GOAL: Locate each line in the material below that contains the string "street" and copy those lines out. Treat the match as case-sensitive.

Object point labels

## Start

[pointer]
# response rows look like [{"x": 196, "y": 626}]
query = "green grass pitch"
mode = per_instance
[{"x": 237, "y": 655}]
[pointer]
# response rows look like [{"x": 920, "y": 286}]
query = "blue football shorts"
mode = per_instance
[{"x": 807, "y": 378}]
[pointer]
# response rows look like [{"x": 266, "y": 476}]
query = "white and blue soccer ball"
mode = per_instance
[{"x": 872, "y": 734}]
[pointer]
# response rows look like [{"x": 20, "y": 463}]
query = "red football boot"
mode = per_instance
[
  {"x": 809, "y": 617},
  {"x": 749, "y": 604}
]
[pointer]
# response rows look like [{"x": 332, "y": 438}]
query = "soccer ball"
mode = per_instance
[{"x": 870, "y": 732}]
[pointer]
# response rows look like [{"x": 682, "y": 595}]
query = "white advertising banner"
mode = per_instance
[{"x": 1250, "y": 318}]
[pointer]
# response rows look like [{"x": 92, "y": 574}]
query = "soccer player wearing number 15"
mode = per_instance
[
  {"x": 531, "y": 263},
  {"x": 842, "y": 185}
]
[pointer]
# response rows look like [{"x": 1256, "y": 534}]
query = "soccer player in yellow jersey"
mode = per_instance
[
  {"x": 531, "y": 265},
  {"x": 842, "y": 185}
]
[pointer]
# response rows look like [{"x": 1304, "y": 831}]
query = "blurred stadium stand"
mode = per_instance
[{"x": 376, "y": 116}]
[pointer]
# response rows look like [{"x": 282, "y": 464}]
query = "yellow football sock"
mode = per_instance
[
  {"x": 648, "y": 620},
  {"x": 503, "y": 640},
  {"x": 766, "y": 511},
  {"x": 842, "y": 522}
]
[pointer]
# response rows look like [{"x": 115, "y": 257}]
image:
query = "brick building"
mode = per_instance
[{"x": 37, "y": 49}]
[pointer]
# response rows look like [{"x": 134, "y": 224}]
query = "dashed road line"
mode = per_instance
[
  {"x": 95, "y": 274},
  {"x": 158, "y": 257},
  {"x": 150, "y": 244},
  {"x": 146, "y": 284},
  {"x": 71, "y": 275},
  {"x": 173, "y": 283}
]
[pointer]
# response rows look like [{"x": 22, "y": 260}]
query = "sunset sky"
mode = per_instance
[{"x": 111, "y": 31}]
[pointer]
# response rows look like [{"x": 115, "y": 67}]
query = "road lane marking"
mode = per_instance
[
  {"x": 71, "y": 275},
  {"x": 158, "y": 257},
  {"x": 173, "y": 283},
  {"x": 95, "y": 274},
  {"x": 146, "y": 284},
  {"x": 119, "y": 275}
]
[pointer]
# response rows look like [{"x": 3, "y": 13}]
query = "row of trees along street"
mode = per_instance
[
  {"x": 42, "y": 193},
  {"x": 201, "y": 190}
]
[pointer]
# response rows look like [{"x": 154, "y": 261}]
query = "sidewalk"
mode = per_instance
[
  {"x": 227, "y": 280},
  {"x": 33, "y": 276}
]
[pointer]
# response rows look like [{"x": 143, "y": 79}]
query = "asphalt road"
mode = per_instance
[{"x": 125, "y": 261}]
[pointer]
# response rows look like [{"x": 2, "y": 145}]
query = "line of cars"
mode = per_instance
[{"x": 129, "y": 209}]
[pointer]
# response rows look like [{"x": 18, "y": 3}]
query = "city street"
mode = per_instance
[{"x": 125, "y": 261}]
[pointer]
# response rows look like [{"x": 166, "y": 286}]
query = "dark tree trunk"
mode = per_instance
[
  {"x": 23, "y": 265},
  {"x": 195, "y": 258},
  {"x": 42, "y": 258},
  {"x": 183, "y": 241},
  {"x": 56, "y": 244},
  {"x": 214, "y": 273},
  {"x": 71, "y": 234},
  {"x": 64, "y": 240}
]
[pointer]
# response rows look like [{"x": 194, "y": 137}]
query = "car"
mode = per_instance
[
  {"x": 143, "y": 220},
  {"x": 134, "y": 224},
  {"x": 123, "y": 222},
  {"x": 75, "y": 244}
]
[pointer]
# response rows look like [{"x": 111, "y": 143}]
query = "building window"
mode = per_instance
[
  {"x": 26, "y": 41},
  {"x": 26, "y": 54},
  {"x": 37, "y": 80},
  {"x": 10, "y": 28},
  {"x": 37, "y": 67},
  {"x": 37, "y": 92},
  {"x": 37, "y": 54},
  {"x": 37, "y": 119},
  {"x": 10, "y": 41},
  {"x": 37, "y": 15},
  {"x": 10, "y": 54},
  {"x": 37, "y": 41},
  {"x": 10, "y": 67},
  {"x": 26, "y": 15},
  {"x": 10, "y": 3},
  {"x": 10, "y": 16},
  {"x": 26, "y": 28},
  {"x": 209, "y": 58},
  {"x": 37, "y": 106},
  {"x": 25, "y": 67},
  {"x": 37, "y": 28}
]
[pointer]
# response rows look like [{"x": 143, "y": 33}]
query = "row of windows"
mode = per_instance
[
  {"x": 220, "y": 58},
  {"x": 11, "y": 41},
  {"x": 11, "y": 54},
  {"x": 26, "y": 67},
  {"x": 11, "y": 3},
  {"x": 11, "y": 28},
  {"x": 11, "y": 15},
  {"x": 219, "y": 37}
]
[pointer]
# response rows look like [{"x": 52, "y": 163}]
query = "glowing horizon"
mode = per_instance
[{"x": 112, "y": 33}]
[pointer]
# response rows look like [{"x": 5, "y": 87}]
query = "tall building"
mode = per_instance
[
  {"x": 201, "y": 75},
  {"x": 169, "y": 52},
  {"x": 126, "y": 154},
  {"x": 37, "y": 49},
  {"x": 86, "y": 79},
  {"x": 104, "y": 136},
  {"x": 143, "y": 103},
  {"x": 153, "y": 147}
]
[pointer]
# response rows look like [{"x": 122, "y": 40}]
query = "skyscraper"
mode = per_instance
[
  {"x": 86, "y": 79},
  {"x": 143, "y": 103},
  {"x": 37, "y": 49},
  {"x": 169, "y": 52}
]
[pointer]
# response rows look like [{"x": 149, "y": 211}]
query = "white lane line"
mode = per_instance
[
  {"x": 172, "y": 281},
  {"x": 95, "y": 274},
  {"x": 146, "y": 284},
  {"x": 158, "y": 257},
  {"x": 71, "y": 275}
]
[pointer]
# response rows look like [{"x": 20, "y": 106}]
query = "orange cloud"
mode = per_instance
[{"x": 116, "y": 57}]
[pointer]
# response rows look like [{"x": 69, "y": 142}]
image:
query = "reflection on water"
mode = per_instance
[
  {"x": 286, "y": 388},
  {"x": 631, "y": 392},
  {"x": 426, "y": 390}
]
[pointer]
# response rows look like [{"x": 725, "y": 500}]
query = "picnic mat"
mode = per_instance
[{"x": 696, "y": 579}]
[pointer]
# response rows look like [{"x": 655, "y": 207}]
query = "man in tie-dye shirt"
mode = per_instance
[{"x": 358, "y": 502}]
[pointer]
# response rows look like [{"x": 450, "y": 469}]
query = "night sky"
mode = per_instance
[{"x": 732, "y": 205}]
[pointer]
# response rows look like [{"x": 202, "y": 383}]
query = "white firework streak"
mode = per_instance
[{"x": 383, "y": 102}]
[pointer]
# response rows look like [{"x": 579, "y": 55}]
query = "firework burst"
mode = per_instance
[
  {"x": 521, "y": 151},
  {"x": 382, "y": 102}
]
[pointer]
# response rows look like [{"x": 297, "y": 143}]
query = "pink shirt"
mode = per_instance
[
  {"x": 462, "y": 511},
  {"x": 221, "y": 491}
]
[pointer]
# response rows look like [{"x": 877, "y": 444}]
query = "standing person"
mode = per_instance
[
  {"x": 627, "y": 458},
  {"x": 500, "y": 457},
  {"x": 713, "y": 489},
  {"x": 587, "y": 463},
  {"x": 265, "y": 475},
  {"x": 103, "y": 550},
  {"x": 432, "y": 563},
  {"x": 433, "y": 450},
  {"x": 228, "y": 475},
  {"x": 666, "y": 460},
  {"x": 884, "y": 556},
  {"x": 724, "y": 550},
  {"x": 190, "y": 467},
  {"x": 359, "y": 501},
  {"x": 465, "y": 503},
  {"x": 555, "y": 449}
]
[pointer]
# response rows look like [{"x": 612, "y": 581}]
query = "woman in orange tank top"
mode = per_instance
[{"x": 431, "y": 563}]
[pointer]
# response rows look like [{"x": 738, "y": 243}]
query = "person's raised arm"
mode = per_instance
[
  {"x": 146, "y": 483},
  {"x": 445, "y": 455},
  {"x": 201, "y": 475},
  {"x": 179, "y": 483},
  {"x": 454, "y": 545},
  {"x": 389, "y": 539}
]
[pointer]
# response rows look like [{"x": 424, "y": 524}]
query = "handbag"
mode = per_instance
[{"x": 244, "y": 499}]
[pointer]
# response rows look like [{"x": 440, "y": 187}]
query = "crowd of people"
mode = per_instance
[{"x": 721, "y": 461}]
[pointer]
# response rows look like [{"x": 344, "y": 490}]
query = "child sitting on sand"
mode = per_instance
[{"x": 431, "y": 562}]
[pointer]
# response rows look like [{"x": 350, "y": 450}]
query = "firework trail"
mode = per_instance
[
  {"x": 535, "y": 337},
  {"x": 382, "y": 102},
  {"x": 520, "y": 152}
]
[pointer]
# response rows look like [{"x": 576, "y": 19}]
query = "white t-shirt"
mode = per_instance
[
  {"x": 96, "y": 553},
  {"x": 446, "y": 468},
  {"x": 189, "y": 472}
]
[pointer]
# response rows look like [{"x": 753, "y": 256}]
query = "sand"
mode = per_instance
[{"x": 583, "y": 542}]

## End

RESULT BELOW:
query = "row of trees along street"
query = "city street"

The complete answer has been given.